→ Goal:
According to the text comparing Japan and the British Isles, what share of the Japanese archipelago is wooded today?

→ Page:
By contrast, when glacial-age cooling occurred in northeast Asia, sea level dropped enough so that the Japanese archipelago’s threatened species were able to retreat southward across a broad coastal plain that linked Japan to east China and thence southeast Asia. When warming recommenced, species were able to migrate northward over the same coastal plain. And after it was re-flooded, diverse species could advance northward on the Japan Current — whether as seeds, seedlings, or passengers on floating tree trunks, etc.– traveling from the Philippines-Taiwan region up through the Ryukyu Island chain to the shores of Japan.
Because east and southeast Asia are regions of rich biodiversity, these patterns of plant and animal movement have enabled the archipelago to share fully in that richness. Thus, whereas northwest Europe, including the British Isles, has retained some 80 native species of commercially useful trees, East Asia, including Japan, has retained some 500.
That biodiversity also reflects another geographical dissimilarity. Both the Isles and archipelago are vertically extended, but Japan reaches farther from north to south. Because the British Isles’ climate is controlled by the Atlantic Ocean, the north-south temperature range is relatively modest, and native biosystem differences are correspondingly limited. In Japan, on the other hand, the north is subject to cool/cold continental weather year-round, whereas the southern littoral is much more subject to warm oceanic influence. In consequence, the archipelago’s indigenous biosystem ranges from coniferous boreal species in the north to sub-tropical evergreen species on the southern edge.
2. Forests. Because of the British Isles’ relatively gentle topography, as human demand for fuel wood and construction timber grew over the centuries, more and more woodland was deforested. Much of the area was then converted to cropland and pasturage. Especially in westerly regions, moreover, cold rainy winters fostered the growth of peat moss on deforested areas. In consequence, even where land was not converted to agricultural use, new tree seedlings fared poorly and ever more woodland evolved into moorland covered with peat moss, heather, and other scrub growth. In the outcome, today less than 10% of the British isles is forested.
In Japan, on the other hand, most mountain areas are too precipitous for agricultural use. So, whereas lowlands were cleared and converted to cropland, logged hillsides were generally left to reforest. And because peat moss fares poorly in Japan’s snowy winters, those hillsides have mostly been able to reforest successfully.
Farmers’ demand for mulch did gradually damage some hilly areas, especially in south-central Japan. Moreover, the steepness of most mountainsides has meant that during deluges denuded woodland could produce ruinous flooding and avalanches. To avoid locally devastating events of that sort, communities customarily have left steep hillsides unscavenged, so that they could retain their forest cover. In consequence, some 70% of the archipelago is wooded even today, about half of that in old-growth stands and half in even-aged plantation forest.
3. Agriculture. The British Isles — with their expanses of fertile lowland, their comparatively gentle hillsides, and their year-round rainfall — have proven very receptive to animal pasturage and dry-field cropping of such grains as wheat and barley.

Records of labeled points

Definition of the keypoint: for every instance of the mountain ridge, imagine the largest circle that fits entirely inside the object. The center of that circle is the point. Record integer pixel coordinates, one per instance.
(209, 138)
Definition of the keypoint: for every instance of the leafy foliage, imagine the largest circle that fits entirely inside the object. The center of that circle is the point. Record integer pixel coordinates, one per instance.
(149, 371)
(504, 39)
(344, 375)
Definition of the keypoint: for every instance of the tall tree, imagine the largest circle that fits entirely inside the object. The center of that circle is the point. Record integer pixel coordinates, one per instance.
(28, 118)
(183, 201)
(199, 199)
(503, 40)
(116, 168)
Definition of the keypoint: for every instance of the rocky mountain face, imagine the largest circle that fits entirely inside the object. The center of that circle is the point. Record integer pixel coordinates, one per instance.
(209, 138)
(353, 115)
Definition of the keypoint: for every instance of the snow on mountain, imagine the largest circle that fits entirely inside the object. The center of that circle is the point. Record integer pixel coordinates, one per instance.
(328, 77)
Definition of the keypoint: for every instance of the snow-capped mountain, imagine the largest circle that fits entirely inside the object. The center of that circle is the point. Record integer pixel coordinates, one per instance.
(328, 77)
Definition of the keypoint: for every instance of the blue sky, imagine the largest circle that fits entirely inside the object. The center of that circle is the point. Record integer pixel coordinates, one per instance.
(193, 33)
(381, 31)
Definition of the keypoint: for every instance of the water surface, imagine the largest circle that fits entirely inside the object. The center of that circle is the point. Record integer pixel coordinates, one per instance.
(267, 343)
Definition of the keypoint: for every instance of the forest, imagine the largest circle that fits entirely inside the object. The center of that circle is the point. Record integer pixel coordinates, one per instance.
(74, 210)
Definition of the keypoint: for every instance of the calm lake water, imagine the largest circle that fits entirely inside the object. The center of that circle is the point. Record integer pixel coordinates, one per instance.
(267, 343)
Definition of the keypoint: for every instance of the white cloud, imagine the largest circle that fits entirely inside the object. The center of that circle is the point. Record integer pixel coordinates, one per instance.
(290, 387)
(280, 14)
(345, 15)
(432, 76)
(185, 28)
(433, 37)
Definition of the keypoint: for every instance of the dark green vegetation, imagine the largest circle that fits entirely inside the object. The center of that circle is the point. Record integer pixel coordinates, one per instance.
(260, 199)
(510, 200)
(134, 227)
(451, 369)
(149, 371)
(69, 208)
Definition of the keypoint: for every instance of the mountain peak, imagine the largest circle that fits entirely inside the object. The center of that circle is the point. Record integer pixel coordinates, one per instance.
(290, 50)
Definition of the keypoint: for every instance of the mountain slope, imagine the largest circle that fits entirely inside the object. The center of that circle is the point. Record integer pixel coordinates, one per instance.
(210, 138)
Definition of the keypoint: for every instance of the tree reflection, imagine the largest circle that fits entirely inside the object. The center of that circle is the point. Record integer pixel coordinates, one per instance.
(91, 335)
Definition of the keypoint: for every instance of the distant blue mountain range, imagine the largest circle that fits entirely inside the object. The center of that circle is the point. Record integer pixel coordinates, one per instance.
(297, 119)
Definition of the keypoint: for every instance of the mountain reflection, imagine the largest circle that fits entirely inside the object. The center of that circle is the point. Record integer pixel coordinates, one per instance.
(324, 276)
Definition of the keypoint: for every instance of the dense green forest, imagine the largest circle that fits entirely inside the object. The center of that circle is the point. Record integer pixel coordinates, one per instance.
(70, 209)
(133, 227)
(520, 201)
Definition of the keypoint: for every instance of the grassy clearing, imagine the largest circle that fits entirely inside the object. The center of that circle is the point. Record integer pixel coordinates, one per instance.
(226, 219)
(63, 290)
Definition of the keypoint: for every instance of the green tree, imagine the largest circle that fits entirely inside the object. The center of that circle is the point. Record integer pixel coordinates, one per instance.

→ Finished task:
Some 70% of the archipelago is wooded.